Start of Records shown

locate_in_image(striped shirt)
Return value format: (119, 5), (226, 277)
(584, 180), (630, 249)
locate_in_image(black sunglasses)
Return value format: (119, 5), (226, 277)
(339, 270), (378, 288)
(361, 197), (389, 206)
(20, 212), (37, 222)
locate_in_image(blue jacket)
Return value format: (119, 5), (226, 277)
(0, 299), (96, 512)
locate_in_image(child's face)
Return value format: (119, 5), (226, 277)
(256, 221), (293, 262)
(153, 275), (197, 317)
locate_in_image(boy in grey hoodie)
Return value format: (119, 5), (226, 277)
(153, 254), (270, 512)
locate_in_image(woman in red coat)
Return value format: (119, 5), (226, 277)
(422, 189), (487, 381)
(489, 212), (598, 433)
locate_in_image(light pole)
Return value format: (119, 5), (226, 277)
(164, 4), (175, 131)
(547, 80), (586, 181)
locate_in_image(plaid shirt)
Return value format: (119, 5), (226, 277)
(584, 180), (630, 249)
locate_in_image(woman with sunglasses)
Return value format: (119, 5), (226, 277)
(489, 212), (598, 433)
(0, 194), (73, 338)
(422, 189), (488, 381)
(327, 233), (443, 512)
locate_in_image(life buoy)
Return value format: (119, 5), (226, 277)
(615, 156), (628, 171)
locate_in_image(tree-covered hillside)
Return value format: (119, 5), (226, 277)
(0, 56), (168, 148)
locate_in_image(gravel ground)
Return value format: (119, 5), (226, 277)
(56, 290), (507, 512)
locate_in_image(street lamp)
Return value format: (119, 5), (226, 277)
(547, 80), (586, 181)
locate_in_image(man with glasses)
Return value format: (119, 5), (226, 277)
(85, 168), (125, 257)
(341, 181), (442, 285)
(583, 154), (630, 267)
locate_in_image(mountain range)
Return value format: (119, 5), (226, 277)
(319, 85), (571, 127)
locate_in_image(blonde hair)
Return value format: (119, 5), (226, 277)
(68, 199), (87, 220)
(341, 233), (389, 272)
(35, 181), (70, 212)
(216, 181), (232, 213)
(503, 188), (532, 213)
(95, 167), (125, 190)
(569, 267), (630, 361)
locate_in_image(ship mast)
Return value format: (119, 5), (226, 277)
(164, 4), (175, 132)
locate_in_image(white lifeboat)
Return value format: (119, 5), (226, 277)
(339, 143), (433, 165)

End of Records shown

_Stated goal_
Can you copy out every line above, word for word, with nothing changed or left out?

_Response to this exercise_
locate_in_image(striped shirt)
Return value format: (119, 5), (226, 277)
(584, 180), (630, 249)
locate_in_image(black sunglasses)
Return value format: (119, 5), (226, 277)
(339, 270), (378, 288)
(361, 197), (389, 206)
(20, 212), (37, 222)
locate_in_image(blue jacket)
Return value format: (119, 5), (226, 277)
(0, 299), (96, 512)
locate_in_image(child's face)
Return value format: (119, 5), (226, 277)
(256, 221), (293, 262)
(153, 275), (197, 317)
locate_in_image(boy in grey hoodie)
Return value format: (119, 5), (226, 277)
(153, 254), (270, 512)
locate_in_image(woman in red coat)
Return value format: (119, 5), (226, 277)
(422, 189), (487, 381)
(489, 212), (598, 433)
locate_in_image(light pole)
Return value format: (119, 5), (226, 277)
(164, 4), (175, 131)
(547, 80), (586, 181)
locate_in_image(plaid shirt)
Return value format: (119, 5), (226, 277)
(584, 180), (630, 249)
locate_in_image(woman with sunglasses)
Return value format: (119, 5), (226, 277)
(489, 212), (598, 433)
(0, 194), (73, 338)
(422, 189), (488, 381)
(327, 233), (443, 512)
locate_in_image(life buoy)
Return value format: (119, 5), (226, 277)
(615, 156), (628, 171)
locate_in_image(tree-covered hillside)
Return value format: (119, 5), (226, 277)
(0, 56), (168, 148)
locate_in_image(gravel ground)
Return value format: (119, 5), (226, 277)
(56, 290), (507, 512)
locate_in_image(street lamp)
Return value format: (119, 5), (226, 277)
(547, 80), (586, 181)
locate_in_image(man with glasses)
Return value format: (119, 5), (226, 277)
(85, 168), (125, 257)
(341, 181), (442, 285)
(583, 154), (630, 267)
locate_in_image(mountain range)
Return value format: (119, 5), (226, 277)
(319, 85), (571, 127)
locate_in_image(blonde hair)
Return value format: (119, 5), (226, 277)
(68, 199), (87, 220)
(341, 233), (389, 272)
(35, 181), (70, 212)
(216, 181), (232, 213)
(503, 188), (532, 213)
(95, 167), (125, 190)
(569, 267), (630, 361)
locate_in_image(ship mast)
Return value format: (119, 5), (226, 277)
(164, 4), (175, 132)
locate_in_image(white lifeboat)
Return value format: (119, 5), (226, 277)
(339, 143), (433, 165)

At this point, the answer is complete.